**Problem to work on**
Look through the records below, and copy out every line that holds the string "person".

**Information given**
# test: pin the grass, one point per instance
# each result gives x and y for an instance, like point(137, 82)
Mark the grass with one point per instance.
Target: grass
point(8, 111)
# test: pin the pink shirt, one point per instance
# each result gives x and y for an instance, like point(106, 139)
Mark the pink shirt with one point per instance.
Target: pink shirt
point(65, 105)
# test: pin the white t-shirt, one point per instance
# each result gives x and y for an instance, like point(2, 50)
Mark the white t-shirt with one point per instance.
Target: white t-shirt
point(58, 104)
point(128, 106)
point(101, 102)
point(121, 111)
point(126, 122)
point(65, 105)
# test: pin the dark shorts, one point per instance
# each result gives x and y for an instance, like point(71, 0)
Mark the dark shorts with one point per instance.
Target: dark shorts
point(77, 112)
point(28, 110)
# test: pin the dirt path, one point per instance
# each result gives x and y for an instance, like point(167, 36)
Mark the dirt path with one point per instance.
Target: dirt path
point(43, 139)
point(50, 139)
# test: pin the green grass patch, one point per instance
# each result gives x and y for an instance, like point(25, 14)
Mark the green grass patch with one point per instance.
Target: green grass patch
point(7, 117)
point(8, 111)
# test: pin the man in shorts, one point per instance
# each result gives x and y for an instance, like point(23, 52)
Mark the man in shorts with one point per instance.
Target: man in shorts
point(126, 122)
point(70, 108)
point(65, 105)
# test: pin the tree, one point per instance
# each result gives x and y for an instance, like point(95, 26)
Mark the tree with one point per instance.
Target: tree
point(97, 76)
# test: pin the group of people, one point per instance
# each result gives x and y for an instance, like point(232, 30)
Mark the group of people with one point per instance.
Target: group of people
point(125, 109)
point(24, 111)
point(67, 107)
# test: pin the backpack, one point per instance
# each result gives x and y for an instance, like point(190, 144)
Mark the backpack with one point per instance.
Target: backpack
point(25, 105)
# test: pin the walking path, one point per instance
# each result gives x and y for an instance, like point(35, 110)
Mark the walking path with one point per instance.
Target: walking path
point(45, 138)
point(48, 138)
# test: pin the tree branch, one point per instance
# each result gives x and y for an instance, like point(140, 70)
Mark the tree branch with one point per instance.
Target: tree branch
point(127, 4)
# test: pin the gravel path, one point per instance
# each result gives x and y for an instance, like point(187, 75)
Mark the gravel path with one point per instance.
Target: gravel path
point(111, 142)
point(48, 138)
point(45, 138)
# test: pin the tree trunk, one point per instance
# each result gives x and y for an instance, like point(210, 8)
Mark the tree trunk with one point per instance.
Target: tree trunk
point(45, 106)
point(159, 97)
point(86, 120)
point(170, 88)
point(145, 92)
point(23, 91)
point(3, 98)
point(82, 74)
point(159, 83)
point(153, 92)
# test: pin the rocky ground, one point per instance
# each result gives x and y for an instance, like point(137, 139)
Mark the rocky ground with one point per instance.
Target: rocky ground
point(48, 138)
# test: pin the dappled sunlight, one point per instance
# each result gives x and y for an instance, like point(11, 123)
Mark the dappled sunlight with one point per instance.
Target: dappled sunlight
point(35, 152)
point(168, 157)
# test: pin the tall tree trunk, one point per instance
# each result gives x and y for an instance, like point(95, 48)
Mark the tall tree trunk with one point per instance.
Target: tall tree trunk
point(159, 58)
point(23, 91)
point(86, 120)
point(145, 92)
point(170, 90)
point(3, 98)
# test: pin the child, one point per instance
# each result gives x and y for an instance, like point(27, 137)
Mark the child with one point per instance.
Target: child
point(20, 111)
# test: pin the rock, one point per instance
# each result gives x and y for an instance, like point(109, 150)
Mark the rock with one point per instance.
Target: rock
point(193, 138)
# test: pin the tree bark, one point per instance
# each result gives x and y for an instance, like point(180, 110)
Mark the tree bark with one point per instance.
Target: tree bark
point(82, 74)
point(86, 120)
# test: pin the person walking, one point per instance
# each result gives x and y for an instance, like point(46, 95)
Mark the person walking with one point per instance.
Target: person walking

**Response**
# test: pin the person walking, one point per instance
Mark the person walking with one point per instance.
Target: person walking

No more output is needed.